Hi Ram,
My mind is absorbing the profundity
of the Self as being actionless. From my mind's perspective I am pursuing answers
to the question as to what moksa is actually liberation from???...of
course from the perspective of the Self there is nothing you could be free of.
Ram:
That’s right. But moksha is for
those who are plagued with a sense of limitation. As you are well aware people find themselves apparently limited by money, time, space, love,
power, status, health, the past, etc.
The desires and fears that make up the psychology of a worldly person
are almost universally directed to removing a nagging sense of limitation. Vedanta contends that this sense of
limitation is the result of taking the self to be limited, inadequate and
incomplete. But is the self limited,
inadequate and incomplete? It is
not. So the way one
‘gains’ freedom from this sense of being inadequate and incomplete is to
investigate the self. Our
epiphanies, satories, fleeting samadhis, and insights are experiential proof
that the self is limitless. Scripture,
the Upanishads, say that the Self is limitless.

◆ Written problem 1
Condense the paragraph of the exchange on moksha that opens "The desires and fears that make up" into a short bulleted list, keeping its main points.
◆ Written problem 2
Pick up the exchange on moksha after its final sentence and continue it.
This material has no connection to the exchange on moksha.

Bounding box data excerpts

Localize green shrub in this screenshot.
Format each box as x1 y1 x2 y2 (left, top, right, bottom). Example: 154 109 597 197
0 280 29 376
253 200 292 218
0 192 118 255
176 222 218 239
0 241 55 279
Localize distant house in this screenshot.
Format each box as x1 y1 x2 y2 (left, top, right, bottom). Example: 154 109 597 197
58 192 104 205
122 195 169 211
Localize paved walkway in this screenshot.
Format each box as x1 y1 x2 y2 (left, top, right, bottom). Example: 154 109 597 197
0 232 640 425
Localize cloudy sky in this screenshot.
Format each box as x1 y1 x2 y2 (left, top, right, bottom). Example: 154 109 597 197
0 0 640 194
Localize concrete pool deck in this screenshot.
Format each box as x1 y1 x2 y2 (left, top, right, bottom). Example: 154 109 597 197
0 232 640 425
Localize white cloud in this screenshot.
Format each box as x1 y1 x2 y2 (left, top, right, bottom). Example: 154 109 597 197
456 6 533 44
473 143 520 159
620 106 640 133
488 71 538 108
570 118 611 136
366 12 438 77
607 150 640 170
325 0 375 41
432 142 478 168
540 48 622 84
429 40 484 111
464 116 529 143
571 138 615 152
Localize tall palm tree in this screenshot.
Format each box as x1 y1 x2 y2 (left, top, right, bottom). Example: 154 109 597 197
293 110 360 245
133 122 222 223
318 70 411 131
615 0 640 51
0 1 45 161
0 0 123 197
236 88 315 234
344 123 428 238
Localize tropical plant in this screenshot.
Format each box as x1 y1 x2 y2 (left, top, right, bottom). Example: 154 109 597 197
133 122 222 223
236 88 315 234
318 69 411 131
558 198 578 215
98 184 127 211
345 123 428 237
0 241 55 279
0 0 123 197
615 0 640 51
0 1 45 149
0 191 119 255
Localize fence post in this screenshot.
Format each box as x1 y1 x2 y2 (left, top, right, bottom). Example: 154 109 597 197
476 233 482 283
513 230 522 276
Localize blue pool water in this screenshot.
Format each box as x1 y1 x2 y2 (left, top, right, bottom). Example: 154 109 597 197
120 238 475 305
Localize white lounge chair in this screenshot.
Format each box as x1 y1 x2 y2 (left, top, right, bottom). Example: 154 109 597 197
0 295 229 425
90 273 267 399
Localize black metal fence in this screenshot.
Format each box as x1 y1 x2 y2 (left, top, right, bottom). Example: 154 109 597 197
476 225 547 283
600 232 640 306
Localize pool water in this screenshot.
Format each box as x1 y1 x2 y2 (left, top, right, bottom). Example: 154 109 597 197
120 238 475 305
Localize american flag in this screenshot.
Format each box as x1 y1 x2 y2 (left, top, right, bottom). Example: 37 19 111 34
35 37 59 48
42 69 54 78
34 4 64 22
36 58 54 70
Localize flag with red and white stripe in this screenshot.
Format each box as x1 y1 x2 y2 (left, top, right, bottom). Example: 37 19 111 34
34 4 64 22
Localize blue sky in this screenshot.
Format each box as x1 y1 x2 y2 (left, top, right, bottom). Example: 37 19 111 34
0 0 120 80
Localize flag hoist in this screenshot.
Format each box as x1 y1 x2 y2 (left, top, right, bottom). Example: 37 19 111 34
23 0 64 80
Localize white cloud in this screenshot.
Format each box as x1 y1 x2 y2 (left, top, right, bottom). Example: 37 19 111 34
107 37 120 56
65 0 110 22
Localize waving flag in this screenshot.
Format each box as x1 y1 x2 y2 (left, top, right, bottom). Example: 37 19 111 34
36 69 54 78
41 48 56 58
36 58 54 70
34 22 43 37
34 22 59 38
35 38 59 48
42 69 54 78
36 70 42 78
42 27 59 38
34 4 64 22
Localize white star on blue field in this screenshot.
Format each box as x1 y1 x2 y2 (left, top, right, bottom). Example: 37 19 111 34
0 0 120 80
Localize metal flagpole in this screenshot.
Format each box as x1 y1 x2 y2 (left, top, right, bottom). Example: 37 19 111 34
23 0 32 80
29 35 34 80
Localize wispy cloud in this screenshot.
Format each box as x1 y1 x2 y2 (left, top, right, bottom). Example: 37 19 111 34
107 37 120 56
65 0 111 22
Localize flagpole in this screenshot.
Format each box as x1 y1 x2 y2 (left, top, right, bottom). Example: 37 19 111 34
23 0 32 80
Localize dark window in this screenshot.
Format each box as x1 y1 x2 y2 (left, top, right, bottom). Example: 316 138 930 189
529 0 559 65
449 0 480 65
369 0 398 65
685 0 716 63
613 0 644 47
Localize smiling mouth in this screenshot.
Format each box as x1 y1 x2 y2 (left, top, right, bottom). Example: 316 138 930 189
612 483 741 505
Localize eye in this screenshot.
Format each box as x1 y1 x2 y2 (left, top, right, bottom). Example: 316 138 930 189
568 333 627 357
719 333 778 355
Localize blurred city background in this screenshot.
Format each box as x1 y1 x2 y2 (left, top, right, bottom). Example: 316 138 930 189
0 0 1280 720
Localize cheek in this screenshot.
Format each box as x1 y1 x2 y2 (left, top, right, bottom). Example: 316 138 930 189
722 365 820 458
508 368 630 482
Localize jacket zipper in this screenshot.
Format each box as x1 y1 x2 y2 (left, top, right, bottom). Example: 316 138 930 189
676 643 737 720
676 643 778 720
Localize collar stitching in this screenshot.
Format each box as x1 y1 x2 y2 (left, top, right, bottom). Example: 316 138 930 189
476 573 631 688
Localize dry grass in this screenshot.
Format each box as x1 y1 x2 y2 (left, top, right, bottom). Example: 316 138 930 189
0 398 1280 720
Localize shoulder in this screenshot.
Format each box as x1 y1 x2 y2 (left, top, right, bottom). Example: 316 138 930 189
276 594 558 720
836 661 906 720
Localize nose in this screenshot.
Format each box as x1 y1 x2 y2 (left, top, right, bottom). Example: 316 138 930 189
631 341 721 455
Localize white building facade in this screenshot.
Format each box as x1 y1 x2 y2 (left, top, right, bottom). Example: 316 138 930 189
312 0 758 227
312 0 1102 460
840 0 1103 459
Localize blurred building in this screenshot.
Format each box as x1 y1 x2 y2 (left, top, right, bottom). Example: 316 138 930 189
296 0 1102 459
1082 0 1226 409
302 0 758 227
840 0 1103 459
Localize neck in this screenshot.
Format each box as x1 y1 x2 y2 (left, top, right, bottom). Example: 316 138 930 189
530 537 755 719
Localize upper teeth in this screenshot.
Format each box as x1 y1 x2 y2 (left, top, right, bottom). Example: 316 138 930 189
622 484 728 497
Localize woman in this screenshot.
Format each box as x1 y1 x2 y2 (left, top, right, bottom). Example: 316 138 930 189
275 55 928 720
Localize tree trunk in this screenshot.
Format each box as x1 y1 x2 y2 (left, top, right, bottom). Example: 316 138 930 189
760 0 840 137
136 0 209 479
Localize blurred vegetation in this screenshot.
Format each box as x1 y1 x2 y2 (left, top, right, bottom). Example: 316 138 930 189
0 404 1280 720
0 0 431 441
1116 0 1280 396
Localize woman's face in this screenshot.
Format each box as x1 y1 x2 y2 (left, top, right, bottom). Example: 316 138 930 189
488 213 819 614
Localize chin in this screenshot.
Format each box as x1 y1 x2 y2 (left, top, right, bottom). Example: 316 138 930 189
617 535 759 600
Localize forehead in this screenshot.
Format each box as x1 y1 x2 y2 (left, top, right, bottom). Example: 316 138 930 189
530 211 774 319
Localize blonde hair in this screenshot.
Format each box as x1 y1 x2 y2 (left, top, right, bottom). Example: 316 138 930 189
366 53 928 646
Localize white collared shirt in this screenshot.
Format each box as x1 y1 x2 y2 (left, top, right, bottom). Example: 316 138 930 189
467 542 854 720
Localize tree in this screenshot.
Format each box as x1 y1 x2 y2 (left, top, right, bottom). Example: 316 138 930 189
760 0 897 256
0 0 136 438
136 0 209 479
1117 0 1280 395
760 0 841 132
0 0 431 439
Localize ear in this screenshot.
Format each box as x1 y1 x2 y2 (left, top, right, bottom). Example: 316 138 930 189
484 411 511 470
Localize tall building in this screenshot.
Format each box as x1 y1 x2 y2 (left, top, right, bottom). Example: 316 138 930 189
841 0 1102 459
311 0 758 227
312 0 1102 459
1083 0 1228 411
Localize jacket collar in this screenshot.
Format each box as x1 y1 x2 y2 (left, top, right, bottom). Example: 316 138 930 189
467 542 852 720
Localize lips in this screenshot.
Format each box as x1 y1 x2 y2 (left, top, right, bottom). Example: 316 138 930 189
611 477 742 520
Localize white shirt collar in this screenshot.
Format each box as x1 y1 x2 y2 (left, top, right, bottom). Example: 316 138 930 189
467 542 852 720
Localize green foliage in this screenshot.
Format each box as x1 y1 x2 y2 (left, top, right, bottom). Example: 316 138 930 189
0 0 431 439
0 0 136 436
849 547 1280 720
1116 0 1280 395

◆ Output 1
- A worldly person's desires and fears are almost all aimed at removing a nagging sense of limitation.
- Vedanta holds that this sense comes from taking the self to be limited, inadequate and incomplete.
- The self is not limited, inadequate or incomplete.
- Freedom from feeling inadequate and incomplete is "gained" by investigating the self.
- Epiphanies, satories, fleeting samadhis and insights are experiential proof that the self is limitless.
- Scripture, the Upanishads, says the Self is limitless.

◆ Output 2
And scripture is just the knowledge of many people on the subject of the
Self. So the quest for liberation is a
quest to know the Self. When you know
for certain that the ‘I’ is limitless you are liberated.
Carl: I understand the Gita to say it is
liberation from birth and rebirth ... karma.
Self knowledge is awareness and that awareness is actionless so action
has literally no relevancy from the perspective of the Self.
Ram: It is unfortunate that the Gita and other
texts present moksha in this way, since there is no concrete evidence that
physical rebirth is a fact. Vedanta, in
its purest form, does not even consider the question of rebirth. It is simply a means for removing one’s
ignorance of one’s self. I think it is
quite fair to understand the question of birth and death in a psychological
sense…as the identification with an impulse in the mind and the subsequent
letting go of that impulse as another bubbles up from the unconscious. For example, when a fear arises you could
say that you were born into that fear, assuming that you took the fear and the
one to whom the fear arose to be real.
When you are ‘born’ to a certain
impulse you are forced to go along with it until it plays it self out
(dies). As soon as one impulse dies
another springs up. This process
consumes our every waking hour. So one
is continually being born and dying, going up and down, around and around
because of one’s attachment to a self that does not actually exist. This is called samsara, the ‘circling.’ One is born and dies a thousand times a
day. Because of the ignorance about the
nature of the self one finds oneself attached any number of things: money,
pleasure, duty, love, etc. Therefore one
is compelled to perform an endless series of activities (karmas) to remove this
sense of attachment or limitation.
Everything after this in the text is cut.